> **What the exercise asks**:
All the data should be repeated exactly. Any image in it is left out.
****
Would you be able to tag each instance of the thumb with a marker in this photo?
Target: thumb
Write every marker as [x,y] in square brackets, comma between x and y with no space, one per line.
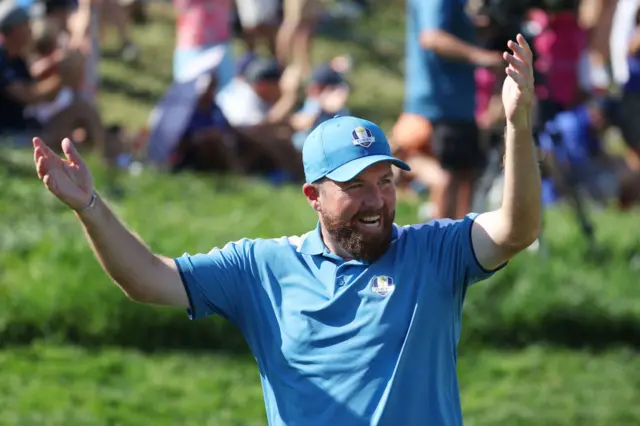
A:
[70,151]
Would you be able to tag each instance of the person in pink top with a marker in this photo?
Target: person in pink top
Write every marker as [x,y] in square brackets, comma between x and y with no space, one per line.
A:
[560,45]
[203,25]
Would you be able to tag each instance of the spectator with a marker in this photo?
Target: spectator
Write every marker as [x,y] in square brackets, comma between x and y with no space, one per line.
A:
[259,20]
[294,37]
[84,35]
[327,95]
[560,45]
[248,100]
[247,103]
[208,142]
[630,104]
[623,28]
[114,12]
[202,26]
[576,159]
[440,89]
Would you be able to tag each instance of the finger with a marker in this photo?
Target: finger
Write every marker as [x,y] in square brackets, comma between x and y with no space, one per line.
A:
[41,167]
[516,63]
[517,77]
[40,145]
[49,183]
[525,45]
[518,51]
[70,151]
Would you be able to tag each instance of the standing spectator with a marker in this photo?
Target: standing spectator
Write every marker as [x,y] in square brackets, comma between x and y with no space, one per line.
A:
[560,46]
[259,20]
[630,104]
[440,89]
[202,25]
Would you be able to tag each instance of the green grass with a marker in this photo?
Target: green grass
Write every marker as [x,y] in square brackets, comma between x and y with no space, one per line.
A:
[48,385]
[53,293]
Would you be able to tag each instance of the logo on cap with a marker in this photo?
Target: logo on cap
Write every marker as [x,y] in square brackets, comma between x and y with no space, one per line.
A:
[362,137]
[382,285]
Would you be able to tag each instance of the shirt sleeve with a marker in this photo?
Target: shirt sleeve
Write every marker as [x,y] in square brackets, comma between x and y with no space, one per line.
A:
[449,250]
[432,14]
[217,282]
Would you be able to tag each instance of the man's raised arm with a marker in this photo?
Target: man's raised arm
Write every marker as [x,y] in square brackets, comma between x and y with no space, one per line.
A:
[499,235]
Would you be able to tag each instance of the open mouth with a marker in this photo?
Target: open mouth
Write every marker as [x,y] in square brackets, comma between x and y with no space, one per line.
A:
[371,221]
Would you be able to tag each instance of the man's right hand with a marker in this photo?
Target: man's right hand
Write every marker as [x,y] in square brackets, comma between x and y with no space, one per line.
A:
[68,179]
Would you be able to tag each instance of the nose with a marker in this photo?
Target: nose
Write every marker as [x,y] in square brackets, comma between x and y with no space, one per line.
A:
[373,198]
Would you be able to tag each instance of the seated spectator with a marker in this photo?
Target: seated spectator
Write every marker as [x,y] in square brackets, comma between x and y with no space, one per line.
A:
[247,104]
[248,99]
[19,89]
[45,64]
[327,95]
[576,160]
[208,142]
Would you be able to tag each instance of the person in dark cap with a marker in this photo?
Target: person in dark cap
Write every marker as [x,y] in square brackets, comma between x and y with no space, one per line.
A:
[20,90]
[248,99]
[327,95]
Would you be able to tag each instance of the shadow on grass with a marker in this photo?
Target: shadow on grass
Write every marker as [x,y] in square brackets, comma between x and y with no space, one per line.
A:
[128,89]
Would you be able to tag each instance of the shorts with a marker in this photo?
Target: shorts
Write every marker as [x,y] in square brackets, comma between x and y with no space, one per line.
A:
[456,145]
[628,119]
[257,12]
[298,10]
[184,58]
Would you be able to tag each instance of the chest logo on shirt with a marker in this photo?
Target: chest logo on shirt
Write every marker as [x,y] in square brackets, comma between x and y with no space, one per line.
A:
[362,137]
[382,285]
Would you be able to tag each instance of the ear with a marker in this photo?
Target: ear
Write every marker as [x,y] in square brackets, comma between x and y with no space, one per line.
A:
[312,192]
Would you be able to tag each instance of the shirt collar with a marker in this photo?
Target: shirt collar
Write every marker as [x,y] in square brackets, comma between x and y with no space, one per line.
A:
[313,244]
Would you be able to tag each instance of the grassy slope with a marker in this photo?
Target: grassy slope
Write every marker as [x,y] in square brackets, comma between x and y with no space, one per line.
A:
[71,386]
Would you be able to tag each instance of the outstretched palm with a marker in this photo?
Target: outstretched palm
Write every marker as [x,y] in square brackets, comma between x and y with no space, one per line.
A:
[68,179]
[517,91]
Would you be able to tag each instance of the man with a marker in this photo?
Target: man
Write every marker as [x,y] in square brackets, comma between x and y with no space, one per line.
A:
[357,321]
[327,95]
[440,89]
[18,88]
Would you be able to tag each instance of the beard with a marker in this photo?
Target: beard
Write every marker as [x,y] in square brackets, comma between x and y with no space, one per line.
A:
****
> **Solution below**:
Would you be able to tag each instance of the thumb with a marker in this photo?
Target: thumb
Write every marker as [x,y] in square brackets, comma between x and y with no space, one per line.
A:
[70,151]
Would you be able to tag each instance of the person in pink top with a marker in this photo?
Target: person in pink top
Write every marker as [x,y] in square brackets, comma between x and y with no space, one per line.
A:
[560,45]
[203,25]
Would you be able to tag each instance of the spectator with a marker in this photo?
Target: spectator
Write every marker as [x,y] in square brackets, comma between x and y with no space, one per line.
A:
[259,20]
[294,37]
[84,35]
[327,95]
[560,45]
[248,100]
[247,103]
[208,142]
[630,104]
[623,28]
[114,12]
[202,26]
[576,159]
[440,89]
Would you be able to tag each instance of the finger with a marker in this photo?
Target: finger
Write every marker as [x,y] in square brackets, comma between x and y with no space, one per line.
A:
[41,167]
[516,63]
[517,77]
[40,145]
[49,183]
[525,45]
[518,51]
[70,151]
Would you be able to tag each instance of the standing spectator with a marker in this photo?
Target: standing spectator
Write every marker as [x,y] in square brackets, comma between x and y with no space, one per line.
A:
[560,46]
[259,20]
[630,104]
[440,89]
[202,25]
Would you be able to tag each instance of the green grass with a marker in this photo?
Target: green grass
Write every marker as [x,y] in square brackets, comma between x and y with no space, one per line.
A:
[48,385]
[53,293]
Would you be able to tag each instance of the logo on cap with a marker in this photo?
Target: logo on cap
Write every marker as [x,y] in square brackets, comma between x and y with no space, one per line.
A:
[362,137]
[382,285]
Would you be able to tag each instance of the shirt sleeve with a marker in this photo?
Target: shirt sleeve
Write every marker as [x,y] in square brackets, comma between x and y with no space, one per line.
A:
[449,250]
[432,14]
[217,282]
Would you be able to tag each instance of the man's raised arm with a marker in this photo?
Target: man's raised arm
Write every marker as [x,y] in square brackets, comma between x and y with no space, one per line.
A:
[499,235]
Would you be able to tag each instance of the open mouth with a marker in this photo?
Target: open mouth
Write every marker as [x,y] in square brackets, comma between x and y with no space, one per line.
A:
[371,221]
Would you be able to tag each instance of the man's right hand with a marker in this photo?
Target: man's right hand
Write every marker as [x,y] in square brackets, comma between x and y with no space, one per line.
A:
[68,179]
Would you be able to tag each instance of the nose with a marker in this photo?
Target: nose
Write every marker as [x,y] in square brackets, comma between x and y with no space, one per line.
A:
[373,198]
Would you be able to tag each instance of the seated spectator with a marker in this photo?
Target: seated spectator
Write every marker as [x,y] in square brackets, comma between x and y with no space, one per line.
A:
[247,104]
[248,99]
[19,89]
[45,64]
[327,95]
[576,160]
[208,142]
Would you be able to tag each instance of the person in dark cap with a marker in this photo?
Target: person in dark cap
Write every marker as [x,y] in square brackets, comma between x and y with no space, one per line.
A:
[20,90]
[248,99]
[327,95]
Would you be able to tag each instance of the shadow on grass with a marker in this photo?
Target: shadow on grass
Write every marker as [x,y] in square brackets, comma between x and y with no space, one per line.
A:
[128,89]
Would you be able to tag each instance of the shorts with a marker in this photo?
Target: shorts
Write every marker as [x,y] in square brackets, comma between x and y with no space, one per line.
A:
[456,145]
[628,119]
[257,12]
[298,10]
[184,58]
Would you be able to tag each instance of the chest logo on shirt with a marker in this photo?
Target: chest logo on shirt
Write every marker as [x,y] in square brackets, comma between x and y with no space, one per line.
A:
[362,137]
[382,285]
Would you be able to tag each instance of the ear with a marker in this photo?
Target: ear
Write every marker as [x,y] in square brackets, comma between x and y with no space, one per line.
A:
[312,192]
Would you be able to tag each instance of the shirt collar with a marker in this photo?
Target: shirt collar
Write every marker as [x,y] in square brackets, comma between x and y with no space, one per line.
A:
[313,244]
Would you be able to tag each instance of the grassy slope with a marker in this photo?
Target: grassy slope
Write every marker as [x,y] in square brackets, comma between x and y with no space, one per line.
A:
[71,386]
Would you be able to tag each instance of the outstretched palm with a marker in this photo?
Target: outstretched palm
Write every marker as [x,y] in square brackets, comma between x and y with no space, one per line.
A:
[68,179]
[517,91]
Would you be able to tag each instance of the man with a marker in this photo?
Target: man
Write every marker as [x,y] in square brackets, comma between x and y with no space, one per line.
A:
[357,321]
[327,95]
[440,89]
[18,88]
Would you be able to tag each instance of the beard with a marker in this photo?
Target: beard
Write every marker as [x,y] in square brackets, comma between x and y with no space, one per line.
A:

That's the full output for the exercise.